▶ [Goal A]
Answer these from the news report below on Kirin's approach for Lion Nathan:
(i) What percentage of Lion Nathan does Kirin already own?
(ii) At what price did Lion Nathan shares last trade before the halt?
(iii) Which two beers does the report say Lion Nathan makes?

▶ [Selected text]
..........

April 23, 2009 / 1:27 AM / 9 years ago

UPDATE 3-Kirin makes buy-out approach for brewer Lion Nathan

* Kirin owns 46.1 pct, rest worth at least $1.7 billion

* Kirin chases a piece of Australia’s beer duopoly

* Kirin shares up 3.6 pct; Foster‘s, CCA also buoyed (Adds analyst and investor comment and detail)

By Simone Giuliani and Taiga Uranaka

MELBOURNE/TOKYO, April 23 (Reuters) - Japanese brewer Kirin Holdings (2503.T) is seeking a buy out of Australia’s No.2 brewer, Lion Nathan Ltd LNN.AX, in a deal shareholders said could be worth at least A$3.3 billion ($2.3 billion).

The high-margin Australian market, which operates as a duopoly between Foster’s Brewing Group Ltd FGL.AX and Lion Nathan, has long been cited as appealing to Japanese brewers who have been looking to expand beyond a shrinking home market.

It has also become more affordable since Australia’s dollar shed a third of its value against the yen in the last 10 months.

Lion Nathan, the maker of XXXX Gold and Hahn beer, said Kirin had made an approach for the 53.9 percent of shares it doesn’t already own. No price was given, but analysts said history demonstrated that Japanese brewers can offer generous premiums.

Analysts and investors pointed to the A$11.50 a share Kirin offered to pay for Lion Nathan shares as part of the funding Lion needed for a failed A$7.6 billion bid for Australian bottler Coca-Cola Amatil Ltd (CCL.AX) last year.

“They showed their hand with the Coke deal by being willing to put in A$11.50 (a share) there to help fund that,” said Diane Flynn, a portfolio manager at Northward Capital.

Shares in Kirin, the maker of Lager Beer, were up 3 percent in afternoon trade in Tokyo. Lion Nathan shares, on a trading halt, last traded at A$8.31. The deal would be worth A$2.4 billion at the current share prices.

..........

▶ [Information provided]

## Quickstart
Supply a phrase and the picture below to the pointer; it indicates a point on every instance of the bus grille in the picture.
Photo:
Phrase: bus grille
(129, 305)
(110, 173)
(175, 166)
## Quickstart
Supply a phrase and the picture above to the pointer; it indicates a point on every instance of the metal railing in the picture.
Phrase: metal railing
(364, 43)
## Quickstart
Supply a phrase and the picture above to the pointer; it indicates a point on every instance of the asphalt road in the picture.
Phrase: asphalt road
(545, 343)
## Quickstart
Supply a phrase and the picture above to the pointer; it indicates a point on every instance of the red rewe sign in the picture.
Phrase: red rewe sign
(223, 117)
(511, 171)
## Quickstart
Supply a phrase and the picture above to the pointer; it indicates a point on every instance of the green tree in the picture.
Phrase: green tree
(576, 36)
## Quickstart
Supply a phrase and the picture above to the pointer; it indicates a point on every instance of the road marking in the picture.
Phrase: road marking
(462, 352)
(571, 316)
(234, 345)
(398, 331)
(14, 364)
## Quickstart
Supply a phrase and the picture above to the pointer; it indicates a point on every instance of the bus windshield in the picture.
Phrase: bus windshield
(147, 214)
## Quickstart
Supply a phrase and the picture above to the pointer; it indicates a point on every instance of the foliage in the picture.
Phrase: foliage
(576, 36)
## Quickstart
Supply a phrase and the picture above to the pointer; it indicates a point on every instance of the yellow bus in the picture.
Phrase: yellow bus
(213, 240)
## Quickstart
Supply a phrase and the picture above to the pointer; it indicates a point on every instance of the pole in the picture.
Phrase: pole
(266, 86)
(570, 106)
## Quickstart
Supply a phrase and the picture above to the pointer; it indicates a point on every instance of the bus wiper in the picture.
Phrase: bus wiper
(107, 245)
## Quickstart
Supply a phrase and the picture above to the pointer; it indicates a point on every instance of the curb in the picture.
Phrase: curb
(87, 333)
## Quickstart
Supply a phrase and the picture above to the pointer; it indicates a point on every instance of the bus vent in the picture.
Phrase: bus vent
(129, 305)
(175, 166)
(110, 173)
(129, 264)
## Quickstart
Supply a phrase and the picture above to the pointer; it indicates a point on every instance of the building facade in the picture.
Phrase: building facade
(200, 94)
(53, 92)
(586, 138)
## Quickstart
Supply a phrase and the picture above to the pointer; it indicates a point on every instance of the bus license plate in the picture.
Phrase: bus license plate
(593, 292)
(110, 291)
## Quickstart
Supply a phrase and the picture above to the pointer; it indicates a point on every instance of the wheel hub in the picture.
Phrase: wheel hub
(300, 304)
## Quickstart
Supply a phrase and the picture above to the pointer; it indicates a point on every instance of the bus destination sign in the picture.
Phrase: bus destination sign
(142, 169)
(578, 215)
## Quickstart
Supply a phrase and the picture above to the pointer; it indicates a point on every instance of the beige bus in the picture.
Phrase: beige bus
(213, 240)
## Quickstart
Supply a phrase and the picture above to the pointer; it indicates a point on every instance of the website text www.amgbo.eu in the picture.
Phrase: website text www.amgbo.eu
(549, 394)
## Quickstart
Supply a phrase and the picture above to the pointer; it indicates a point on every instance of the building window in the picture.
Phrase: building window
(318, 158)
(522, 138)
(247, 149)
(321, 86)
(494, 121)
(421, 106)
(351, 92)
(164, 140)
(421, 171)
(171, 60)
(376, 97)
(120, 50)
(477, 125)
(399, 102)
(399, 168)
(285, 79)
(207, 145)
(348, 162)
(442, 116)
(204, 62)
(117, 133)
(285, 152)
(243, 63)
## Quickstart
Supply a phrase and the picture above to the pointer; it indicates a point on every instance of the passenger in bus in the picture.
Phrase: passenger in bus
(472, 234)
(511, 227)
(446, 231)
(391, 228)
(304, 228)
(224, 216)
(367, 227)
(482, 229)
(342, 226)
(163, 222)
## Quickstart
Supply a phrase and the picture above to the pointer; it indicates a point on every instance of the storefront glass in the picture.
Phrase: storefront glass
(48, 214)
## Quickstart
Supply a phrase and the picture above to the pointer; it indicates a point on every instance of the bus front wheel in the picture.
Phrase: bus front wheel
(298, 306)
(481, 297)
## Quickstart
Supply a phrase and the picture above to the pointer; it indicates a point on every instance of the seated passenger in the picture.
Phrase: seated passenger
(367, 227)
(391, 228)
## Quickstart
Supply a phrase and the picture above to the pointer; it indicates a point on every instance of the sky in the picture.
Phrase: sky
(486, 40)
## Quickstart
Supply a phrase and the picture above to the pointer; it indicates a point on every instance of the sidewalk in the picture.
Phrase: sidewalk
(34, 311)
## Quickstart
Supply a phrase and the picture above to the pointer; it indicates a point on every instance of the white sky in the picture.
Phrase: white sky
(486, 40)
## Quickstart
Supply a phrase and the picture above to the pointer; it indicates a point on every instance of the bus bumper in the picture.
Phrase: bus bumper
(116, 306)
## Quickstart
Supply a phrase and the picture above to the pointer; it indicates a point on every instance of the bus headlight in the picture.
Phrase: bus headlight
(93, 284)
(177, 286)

..........

▶ [Goal B]
How many lines of the records above contain the string "sign"? Reply with the number alone.

▶ [Expected output A]
(i) 46.1 percent
(ii) A$8.31
(iii) XXXX Gold and Hahn

▶ [Expected output B]
4